====== Text section

8. The Secretary of State refers to the fact that AA has not been believed for a number of years and argues the Judge's conclusion that AA is not in contact with anyone in Iraq who could assist him was not made out and that the Judge failed to engage with the credibility issues as part of the overall assessment. The Secretary of State's case is that although return to the IKR or Baghdad may be problematic it was not impossible. It is accepted the key consideration will be whether AA could obtain a CSID, as without one he would face significant difficulties, but it is argued that in light of AA's poor credibility and given his poor immigration and criminal history the Judge fails to give clear reasons as to why he would be unable to locate family and friends in Iraq who could then assist in obtaining a replacement CSID instead finding AAs account entirely plausible regarding the loss of contact. The grounds assert AA has made no attempt through the Red Cross or Red Crescent to try to locate his uncle or family who arranged his journey to the UK and failed to demonstrate he had taken all reasonable steps to obtain documentation before it could be concluded removal was not feasible. The grounds assert AA failed to provide any details of attempts to contact the Iraqi Embassy as a result of which the Secretary of State argues he should not succeed on article 3 or Humanitarian Protection grounds.

============
====== Data listing

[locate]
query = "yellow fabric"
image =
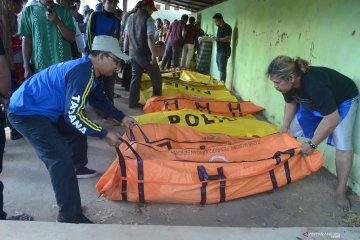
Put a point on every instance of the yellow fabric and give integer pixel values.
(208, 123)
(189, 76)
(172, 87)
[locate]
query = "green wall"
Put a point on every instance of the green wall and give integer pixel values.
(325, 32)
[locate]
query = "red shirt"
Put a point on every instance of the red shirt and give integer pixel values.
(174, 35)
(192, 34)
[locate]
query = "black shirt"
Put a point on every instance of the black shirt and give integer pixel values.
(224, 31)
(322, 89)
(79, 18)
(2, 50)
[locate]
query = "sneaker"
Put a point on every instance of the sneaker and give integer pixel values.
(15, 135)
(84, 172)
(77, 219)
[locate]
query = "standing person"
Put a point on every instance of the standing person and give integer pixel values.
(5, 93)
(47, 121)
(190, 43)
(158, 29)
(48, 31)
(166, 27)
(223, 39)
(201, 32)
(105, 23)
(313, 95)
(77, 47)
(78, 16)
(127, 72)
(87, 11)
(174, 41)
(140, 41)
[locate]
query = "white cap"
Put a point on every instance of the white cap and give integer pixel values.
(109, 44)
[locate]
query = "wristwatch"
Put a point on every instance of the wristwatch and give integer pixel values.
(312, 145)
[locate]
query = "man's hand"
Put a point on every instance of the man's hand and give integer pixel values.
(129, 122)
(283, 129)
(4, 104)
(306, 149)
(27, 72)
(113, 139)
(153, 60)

============

Task instructions:
1. Rewrite the paragraph beginning "The Secretary of State refers to the fact" from the passage on the Secretary of State's grounds about AA as a bulleted list that keeps its main facts.
2. Name every place that the passage on the Secretary of State's grounds about AA mentions.
3. Continue the passage on the Secretary of State's grounds about AA from where it stops.

Solved problems:
1.
- AA has not been believed for a number of years.
- The Judge's conclusion that AA has no contact with anyone in Iraq who could assist him was not made out, and the Judge failed to engage with credibility as part of the overall assessment.
- Return to the IKR or Baghdad may be problematic but is not impossible.
- The key consideration is whether AA could obtain a CSID, since without one he would face significant difficulties.
- Given AA's poor credibility and poor immigration and criminal history, the Judge gave no clear reasons why AA could not locate family and friends in Iraq to help obtain a replacement CSID, and instead found his account of lost contact entirely plausible.
- AA made no attempt through the Red Cross or Red Crescent to find his uncle or the family who arranged his journey to the UK.
- AA did not show he had taken all reasonable steps to obtain documentation before removal could be judged not feasible.
- AA gave no details of attempts to contact the Iraqi Embassy.
- On these grounds, the Secretary of State argues AA should not succeed on article 3 or Humanitarian Protection grounds.

2. Iraq, the IKR, Baghdad, the UK

3.
9. In behalf of AA it was argued decision and findings are based upon the evidence received by the Judge. The Judge considered the issues and country guidance case law and makes findings in relation to the same in accordance with the evidence. It was argued the decision is adequately reasoned. The Judge recognised AA has been in the United Kingdom for 18 years with a finding at [103] that it is plausible he no longer has any knowledge of the whereabouts or circumstances of an uncle with no evidence of wider family in Iraq.
10. It is noted there is reference in the Secretary of States grounds to AA finding or producing a death certificate for his mother but the Judge's finding is that the appellant has no contact with family members and as noted by AA's advocate the country guidance clearly refers to the presence of a male family member being required and not a female family member. As it was accepted AA could not go to Mosul by the Secretary of State is not clear how it is expected he could obtain this or other documentation.
11. The Judge was aware of previous negative credibility findings [102] and it is not made out the Judge ignored or failed to factor the same into the decision-making process.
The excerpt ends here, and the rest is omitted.